Do this: Set down, without alteration, the lines from the one that contains "Reviewer note: check that every instance of the chair seat" through the final line of the material below.

##### Records for the exercise

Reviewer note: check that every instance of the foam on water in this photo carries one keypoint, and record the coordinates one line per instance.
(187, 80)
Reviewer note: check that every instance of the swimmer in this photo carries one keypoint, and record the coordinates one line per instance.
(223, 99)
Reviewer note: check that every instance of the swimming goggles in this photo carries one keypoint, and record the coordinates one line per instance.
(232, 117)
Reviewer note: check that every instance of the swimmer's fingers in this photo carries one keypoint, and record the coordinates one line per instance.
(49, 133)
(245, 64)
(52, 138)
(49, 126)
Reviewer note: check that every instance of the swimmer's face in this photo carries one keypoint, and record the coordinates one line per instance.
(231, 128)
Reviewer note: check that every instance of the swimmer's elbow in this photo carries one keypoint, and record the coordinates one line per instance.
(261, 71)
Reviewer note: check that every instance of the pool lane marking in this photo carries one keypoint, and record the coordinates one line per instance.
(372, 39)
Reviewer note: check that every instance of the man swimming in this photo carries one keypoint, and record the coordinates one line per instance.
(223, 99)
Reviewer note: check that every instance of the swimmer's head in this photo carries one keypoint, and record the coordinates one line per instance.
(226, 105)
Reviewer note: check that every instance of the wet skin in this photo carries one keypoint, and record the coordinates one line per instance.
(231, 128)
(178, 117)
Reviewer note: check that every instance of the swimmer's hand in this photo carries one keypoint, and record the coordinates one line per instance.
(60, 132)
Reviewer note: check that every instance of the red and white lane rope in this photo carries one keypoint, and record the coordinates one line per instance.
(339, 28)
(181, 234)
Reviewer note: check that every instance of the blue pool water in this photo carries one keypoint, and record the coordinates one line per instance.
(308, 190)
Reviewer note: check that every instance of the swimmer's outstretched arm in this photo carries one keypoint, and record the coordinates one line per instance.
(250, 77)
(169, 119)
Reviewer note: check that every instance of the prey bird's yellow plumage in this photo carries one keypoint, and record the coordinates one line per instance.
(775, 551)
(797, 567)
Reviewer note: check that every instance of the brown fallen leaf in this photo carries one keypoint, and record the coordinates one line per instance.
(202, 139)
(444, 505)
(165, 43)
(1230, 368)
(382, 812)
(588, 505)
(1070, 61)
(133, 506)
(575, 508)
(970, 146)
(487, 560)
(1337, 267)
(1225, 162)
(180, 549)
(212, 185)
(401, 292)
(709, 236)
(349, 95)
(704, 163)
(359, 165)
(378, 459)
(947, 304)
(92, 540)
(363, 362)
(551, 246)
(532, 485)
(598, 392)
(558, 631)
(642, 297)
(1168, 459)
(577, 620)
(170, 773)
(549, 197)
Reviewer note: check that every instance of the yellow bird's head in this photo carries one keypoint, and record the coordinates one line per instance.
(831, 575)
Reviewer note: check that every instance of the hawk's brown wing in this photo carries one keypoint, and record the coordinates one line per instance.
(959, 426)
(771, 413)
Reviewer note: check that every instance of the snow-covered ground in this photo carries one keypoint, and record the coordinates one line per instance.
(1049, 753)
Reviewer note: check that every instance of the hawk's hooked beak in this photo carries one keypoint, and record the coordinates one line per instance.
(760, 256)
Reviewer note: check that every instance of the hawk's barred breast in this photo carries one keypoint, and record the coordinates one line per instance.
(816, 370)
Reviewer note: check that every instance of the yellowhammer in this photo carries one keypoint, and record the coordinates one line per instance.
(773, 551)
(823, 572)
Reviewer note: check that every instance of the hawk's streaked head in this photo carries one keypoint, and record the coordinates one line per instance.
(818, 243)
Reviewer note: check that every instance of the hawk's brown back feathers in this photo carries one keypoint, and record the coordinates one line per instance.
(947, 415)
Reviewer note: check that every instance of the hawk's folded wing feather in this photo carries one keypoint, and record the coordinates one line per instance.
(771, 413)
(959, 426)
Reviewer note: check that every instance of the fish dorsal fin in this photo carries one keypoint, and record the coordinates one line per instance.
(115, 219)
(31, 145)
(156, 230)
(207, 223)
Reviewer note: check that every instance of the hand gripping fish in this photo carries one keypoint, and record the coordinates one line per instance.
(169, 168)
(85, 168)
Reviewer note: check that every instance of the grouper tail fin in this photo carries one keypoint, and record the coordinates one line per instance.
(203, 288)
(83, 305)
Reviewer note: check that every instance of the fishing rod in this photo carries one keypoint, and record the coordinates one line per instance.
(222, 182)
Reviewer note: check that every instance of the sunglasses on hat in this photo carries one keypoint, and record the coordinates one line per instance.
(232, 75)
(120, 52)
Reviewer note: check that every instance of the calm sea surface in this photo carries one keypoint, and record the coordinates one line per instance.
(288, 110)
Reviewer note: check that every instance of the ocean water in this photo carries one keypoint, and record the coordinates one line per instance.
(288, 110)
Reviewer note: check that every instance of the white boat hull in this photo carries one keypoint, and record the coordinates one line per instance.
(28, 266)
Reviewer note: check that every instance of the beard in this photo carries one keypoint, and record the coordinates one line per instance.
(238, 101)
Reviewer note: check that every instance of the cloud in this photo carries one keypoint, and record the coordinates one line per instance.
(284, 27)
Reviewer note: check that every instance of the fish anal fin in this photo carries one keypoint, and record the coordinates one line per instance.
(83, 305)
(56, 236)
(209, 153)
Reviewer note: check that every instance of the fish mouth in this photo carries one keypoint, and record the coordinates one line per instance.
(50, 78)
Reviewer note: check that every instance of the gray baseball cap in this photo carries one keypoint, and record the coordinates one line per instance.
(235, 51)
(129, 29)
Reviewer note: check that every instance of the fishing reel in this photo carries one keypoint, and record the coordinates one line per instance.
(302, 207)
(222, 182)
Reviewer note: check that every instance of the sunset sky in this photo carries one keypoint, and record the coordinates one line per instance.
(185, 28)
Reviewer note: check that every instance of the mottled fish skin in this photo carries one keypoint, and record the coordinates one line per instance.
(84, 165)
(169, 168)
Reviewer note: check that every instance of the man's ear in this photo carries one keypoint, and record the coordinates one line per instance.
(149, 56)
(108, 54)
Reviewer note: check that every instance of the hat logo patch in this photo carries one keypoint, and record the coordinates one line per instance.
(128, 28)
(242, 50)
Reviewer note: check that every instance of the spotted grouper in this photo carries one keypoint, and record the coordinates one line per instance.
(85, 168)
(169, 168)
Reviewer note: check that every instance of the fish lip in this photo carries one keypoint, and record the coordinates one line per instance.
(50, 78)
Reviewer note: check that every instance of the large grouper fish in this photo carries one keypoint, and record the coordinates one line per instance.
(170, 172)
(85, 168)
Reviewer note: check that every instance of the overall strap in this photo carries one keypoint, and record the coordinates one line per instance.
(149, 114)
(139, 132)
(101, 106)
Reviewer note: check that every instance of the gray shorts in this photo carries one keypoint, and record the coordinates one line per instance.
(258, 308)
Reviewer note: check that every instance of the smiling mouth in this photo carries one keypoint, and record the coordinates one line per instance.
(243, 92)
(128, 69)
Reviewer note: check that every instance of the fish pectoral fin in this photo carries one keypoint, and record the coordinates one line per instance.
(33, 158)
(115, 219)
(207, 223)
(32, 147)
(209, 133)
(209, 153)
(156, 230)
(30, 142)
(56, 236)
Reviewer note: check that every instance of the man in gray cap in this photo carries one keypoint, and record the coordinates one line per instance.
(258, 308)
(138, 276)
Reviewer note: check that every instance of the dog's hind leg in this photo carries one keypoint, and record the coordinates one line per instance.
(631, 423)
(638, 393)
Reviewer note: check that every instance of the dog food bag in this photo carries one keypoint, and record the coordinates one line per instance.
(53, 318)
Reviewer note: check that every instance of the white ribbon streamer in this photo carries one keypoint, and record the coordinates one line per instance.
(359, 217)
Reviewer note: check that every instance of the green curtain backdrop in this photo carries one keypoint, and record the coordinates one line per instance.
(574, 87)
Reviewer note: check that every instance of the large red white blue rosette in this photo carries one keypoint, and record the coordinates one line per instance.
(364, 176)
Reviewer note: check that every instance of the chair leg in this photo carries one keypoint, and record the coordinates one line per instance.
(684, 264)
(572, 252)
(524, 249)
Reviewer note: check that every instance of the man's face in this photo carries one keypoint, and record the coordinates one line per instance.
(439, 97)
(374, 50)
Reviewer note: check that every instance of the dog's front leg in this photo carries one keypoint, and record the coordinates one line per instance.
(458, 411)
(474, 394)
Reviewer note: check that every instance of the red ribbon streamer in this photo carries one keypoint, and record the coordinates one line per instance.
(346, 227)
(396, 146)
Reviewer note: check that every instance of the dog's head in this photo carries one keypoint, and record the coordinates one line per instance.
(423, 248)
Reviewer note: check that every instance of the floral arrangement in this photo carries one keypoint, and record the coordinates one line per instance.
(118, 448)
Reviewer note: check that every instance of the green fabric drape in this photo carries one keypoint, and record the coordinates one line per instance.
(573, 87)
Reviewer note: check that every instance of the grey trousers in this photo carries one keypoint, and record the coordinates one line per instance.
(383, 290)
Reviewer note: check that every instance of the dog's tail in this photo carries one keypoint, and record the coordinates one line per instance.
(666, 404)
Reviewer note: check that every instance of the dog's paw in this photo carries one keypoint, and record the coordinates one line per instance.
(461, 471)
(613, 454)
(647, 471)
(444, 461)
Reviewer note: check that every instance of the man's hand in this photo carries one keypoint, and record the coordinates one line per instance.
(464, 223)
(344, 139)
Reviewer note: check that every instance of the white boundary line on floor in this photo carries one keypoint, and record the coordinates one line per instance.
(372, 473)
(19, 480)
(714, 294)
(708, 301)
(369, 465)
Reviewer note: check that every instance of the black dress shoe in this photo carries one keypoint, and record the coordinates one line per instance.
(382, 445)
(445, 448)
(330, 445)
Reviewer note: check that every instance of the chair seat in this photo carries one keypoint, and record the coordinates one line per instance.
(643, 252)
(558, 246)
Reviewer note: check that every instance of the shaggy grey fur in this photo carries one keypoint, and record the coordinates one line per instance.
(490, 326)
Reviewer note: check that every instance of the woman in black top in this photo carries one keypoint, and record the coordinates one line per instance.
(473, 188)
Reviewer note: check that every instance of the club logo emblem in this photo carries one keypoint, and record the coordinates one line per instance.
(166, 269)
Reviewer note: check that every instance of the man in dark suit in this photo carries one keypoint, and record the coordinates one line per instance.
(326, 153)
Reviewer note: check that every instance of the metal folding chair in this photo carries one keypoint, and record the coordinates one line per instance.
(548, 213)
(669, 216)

##########

Answer for this exercise:
Reviewer note: check that every instance of the chair seat in this photo carries one keypoint, and record the coordinates one line per instance.
(643, 252)
(558, 246)
Reviewer note: check that every instance of the shaggy grey fur in this photo carries one keypoint, and record the coordinates one line per instance.
(490, 326)
Reviewer note: check that every instance of the woman in black top in this photo carries one keypoint, and record the coordinates one line per instance.
(473, 188)
Reviewer note: check that every instance of the club logo emblem in this photo carries one keypoint, and record the coordinates one line per instance.
(166, 269)
Reviewer note: check that every instance of the man in dark suit in this photo carries one keypoint, and record the coordinates one line per instance.
(326, 153)
Reviewer note: check that every instance of the metal folding chair in this photo carries one keypoint, and record the coordinates one line per instance.
(548, 213)
(669, 216)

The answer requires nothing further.